Your objective → Revise the stretch of material from the line containing "Reviewer note. Confirm that each instance of the jersey" through the line containing "<point>684,350</point>" so that "keypoint" becomes "marker" everywhere in it and nothing else changes. Return only those lines.

[Point annotation dataset records]
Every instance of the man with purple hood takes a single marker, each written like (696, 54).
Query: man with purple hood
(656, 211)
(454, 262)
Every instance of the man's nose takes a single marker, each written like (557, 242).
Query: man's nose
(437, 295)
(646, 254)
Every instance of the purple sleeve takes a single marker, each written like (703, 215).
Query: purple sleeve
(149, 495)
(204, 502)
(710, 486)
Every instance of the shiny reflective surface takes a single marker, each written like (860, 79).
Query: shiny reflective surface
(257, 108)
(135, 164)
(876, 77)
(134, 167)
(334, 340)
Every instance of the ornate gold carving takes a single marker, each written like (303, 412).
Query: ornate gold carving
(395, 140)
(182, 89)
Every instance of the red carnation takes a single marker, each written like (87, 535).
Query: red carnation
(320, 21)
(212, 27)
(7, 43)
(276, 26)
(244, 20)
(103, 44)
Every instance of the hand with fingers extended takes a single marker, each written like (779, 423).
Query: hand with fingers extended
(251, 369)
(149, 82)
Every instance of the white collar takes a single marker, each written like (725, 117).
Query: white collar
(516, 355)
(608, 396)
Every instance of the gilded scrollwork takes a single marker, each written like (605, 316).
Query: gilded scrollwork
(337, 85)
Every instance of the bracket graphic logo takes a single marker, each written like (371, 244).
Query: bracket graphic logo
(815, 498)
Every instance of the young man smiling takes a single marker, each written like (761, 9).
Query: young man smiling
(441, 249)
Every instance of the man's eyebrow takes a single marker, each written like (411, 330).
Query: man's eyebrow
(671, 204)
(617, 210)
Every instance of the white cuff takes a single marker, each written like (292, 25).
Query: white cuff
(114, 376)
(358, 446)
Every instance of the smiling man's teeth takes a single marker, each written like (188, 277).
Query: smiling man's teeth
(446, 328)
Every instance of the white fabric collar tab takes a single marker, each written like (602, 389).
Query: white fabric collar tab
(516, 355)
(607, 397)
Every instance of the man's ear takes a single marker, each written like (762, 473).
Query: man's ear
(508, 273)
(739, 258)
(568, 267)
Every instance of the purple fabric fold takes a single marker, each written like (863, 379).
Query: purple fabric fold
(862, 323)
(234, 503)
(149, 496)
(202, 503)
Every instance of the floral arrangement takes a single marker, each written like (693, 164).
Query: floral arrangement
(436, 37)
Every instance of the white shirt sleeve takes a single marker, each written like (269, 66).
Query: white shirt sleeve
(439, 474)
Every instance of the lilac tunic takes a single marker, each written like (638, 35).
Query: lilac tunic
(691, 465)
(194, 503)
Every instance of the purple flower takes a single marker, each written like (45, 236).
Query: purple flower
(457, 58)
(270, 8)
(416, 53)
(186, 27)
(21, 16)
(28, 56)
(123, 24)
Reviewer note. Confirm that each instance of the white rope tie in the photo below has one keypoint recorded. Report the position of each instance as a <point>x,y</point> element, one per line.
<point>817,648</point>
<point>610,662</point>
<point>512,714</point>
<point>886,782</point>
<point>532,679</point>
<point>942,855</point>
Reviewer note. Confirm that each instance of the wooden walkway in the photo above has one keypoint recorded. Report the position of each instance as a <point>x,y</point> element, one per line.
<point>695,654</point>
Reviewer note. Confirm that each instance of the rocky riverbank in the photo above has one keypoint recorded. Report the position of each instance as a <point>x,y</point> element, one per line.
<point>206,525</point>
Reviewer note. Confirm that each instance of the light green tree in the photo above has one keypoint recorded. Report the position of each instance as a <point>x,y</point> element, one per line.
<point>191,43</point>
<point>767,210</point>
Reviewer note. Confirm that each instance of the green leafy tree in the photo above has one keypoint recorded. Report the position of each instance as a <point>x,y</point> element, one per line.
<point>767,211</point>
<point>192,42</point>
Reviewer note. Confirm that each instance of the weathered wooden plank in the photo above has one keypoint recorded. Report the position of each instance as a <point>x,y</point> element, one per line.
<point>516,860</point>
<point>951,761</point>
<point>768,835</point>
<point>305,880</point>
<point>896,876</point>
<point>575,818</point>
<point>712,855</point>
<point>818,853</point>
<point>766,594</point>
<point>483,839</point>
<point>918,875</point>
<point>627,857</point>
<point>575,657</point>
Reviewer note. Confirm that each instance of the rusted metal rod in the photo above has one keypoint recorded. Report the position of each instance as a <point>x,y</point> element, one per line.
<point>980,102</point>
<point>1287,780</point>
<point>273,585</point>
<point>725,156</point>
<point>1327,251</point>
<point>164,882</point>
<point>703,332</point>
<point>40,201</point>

---

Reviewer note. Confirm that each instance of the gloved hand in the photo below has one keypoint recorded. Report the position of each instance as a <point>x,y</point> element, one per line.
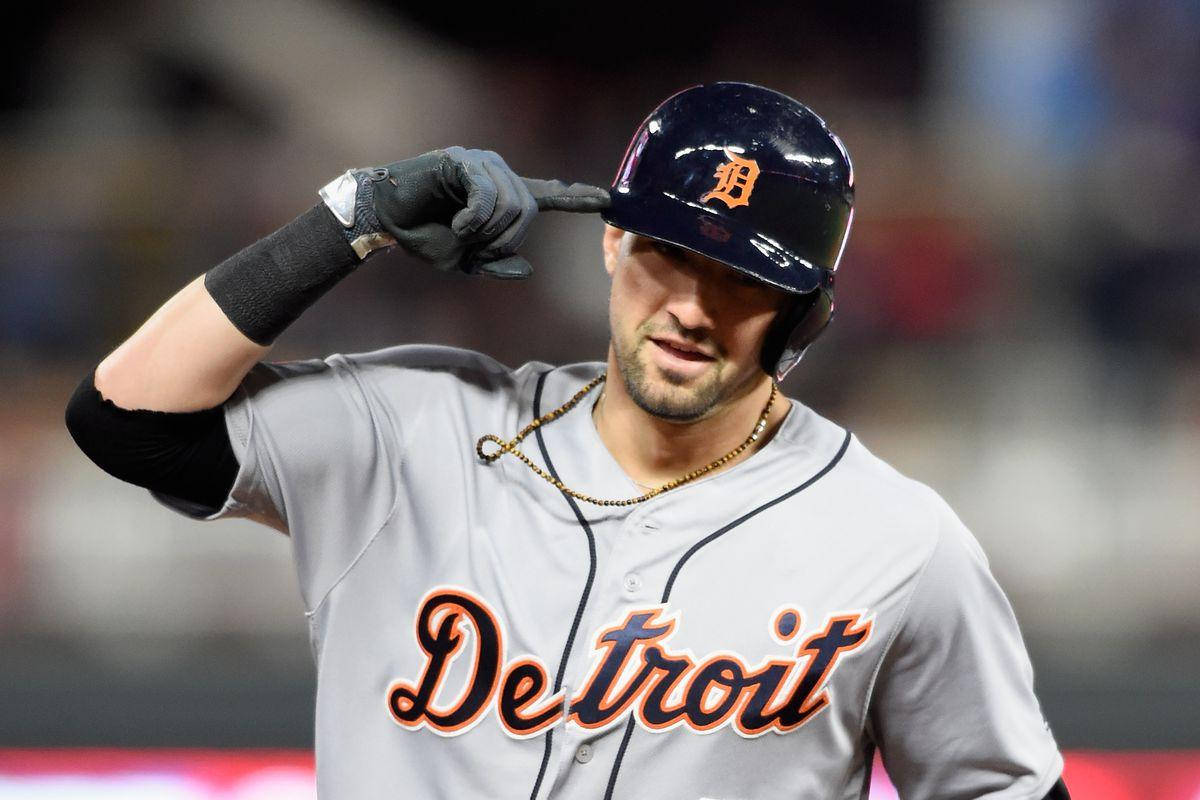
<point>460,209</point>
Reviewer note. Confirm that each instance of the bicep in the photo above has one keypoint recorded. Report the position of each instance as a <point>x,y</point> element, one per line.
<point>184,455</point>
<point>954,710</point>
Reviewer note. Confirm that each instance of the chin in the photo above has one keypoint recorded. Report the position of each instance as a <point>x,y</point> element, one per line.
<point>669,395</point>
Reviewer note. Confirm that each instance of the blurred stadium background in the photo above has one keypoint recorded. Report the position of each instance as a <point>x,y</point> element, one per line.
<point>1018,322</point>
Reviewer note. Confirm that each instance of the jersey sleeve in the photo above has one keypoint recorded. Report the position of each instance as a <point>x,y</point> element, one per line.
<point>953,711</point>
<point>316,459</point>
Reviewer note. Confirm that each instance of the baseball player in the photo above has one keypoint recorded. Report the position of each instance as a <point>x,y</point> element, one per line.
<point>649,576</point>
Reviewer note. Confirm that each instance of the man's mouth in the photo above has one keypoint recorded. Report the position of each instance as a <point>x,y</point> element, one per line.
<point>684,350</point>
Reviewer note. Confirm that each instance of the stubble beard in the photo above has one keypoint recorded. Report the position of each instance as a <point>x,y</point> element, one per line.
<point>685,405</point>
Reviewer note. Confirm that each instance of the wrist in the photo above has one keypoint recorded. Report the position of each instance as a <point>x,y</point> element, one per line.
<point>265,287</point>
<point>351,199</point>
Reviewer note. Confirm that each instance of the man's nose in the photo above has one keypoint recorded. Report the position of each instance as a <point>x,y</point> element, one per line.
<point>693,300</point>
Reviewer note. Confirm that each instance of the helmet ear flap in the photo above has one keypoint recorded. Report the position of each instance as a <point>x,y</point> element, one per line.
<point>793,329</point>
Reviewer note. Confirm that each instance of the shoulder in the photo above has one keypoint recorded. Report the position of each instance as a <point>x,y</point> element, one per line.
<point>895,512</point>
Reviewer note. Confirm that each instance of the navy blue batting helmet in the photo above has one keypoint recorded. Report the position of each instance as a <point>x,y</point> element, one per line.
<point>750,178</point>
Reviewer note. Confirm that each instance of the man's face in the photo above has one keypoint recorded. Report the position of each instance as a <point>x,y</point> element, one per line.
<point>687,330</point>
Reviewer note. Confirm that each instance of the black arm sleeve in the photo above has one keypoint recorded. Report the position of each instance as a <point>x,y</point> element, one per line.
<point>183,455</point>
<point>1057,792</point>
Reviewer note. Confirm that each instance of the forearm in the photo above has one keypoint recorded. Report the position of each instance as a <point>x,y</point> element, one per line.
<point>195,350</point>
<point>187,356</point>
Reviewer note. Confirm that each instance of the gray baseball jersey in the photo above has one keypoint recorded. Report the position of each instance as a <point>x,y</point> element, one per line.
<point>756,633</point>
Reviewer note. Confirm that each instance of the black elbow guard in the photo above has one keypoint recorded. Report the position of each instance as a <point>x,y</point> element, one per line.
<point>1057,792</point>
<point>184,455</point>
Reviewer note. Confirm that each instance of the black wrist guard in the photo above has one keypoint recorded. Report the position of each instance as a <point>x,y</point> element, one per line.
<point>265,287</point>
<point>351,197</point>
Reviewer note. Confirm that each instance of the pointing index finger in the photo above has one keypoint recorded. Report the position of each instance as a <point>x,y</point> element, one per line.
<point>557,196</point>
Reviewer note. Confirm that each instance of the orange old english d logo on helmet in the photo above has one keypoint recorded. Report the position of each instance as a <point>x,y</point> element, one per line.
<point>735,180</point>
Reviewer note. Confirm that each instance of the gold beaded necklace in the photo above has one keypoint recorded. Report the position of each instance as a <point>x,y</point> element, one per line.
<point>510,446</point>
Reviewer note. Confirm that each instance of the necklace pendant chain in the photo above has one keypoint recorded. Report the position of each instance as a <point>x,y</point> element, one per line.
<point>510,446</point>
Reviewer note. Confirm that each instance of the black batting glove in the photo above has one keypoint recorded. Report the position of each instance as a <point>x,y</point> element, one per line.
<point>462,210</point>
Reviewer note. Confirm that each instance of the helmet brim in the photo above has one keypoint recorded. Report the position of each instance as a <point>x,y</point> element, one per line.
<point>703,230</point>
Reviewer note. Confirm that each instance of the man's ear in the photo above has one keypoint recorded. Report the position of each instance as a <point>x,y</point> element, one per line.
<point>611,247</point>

Problem solution →
Reviewer note. Confirm that each instance of the jersey sleeve in the photo above has one marker recorded. Report the position of each instance as a <point>x,y</point> element, one per line.
<point>953,711</point>
<point>316,459</point>
Reviewer note. Confirm that each instance of the baseball player in the photo above has one marker recorded. Report the position of each instance as a <point>x,y</point> element, one per line.
<point>649,576</point>
Reviewer note. Confirm that each instance of the man's mouth in the photo above has one marker recorded. Report the position of each instance as a <point>x,y</point> element, one per line.
<point>684,350</point>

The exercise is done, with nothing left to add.